- [STUDY QUESTIONS]:
a) In the article about the experimental AIDS vaccine, how many volunteers had the second trial in South Africa enrolled?
b) Copy everything in the AIDS vaccine article from "Shot may increase" down to "Merck & Co.", word for word.

QUOTED PASSAGE section start

Shot may increase odds of contracting HIV, researchers fear
WASHINGTON - More than 3,000 people who volunteered to
receive an experimental AIDS vaccine are being told the shot may raise the risk
of infection.
Researchers stress that they do not yet have enough information to say whether
those who got the shot are more susceptible to infection with HIV. But they said
initial information from the trial, which was stopped suddenly last month, is
worrisome.
"At present, there is a tremendous amount of data being analyzed from the ...
trial to see if there is, in fact, any greater risk of infection in those
volunteers who received the vaccine," said Dr. Mark Feinberg, vice president of
medical affairs and public health for Merck & Co.
Two studies were stopped in September after the independent board monitoring one
of the trials noticed some troubling data.
"Specifically, 24 cases of HIV infection were seen among the 741 volunteers who
received at least one dose of the investigational vaccine, while 21 cases of HIV
infection were seen in the 762 participants who received at least one dose of
the placebo," said a statement from the National Institute of Allergy and
Infectious Diseases, which co-sponsored the trial with Merck.
This trial, which began in 2004, had enrolled volunteers in the United States,
Peru, Brazil, Dominican Republic, Haiti, Jamaica and Australia.
The second trial began in South Africa earlier this year and had enrolled 800
volunteers.
Both Merck and the National Institute of Allergy and Infectious Diseases say
there is no way the vaccine itself could cause infection.

QUOTED PASSAGE section end
RECORDED INFORMATION section start

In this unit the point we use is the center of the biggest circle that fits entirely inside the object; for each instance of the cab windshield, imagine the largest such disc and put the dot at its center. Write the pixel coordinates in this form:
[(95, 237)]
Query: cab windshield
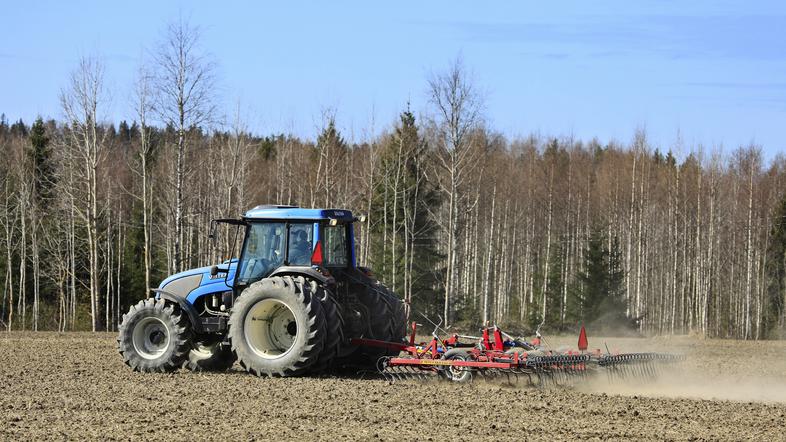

RECORDED INFORMATION section end

- [COMPLETED EXERCISE]:
a) 800 volunteers.

b)
Shot may increase odds of contracting HIV, researchers fear
WASHINGTON - More than 3,000 people who volunteered to
receive an experimental AIDS vaccine are being told the shot may raise the risk
of infection.
Researchers stress that they do not yet have enough information to say whether
those who got the shot are more susceptible to infection with HIV. But they said
initial information from the trial, which was stopped suddenly last month, is
worrisome.
"At present, there is a tremendous amount of data being analyzed from the ...
trial to see if there is, in fact, any greater risk of infection in those
volunteers who received the vaccine," said Dr. Mark Feinberg, vice president of
medical affairs and public health for Merck & Co.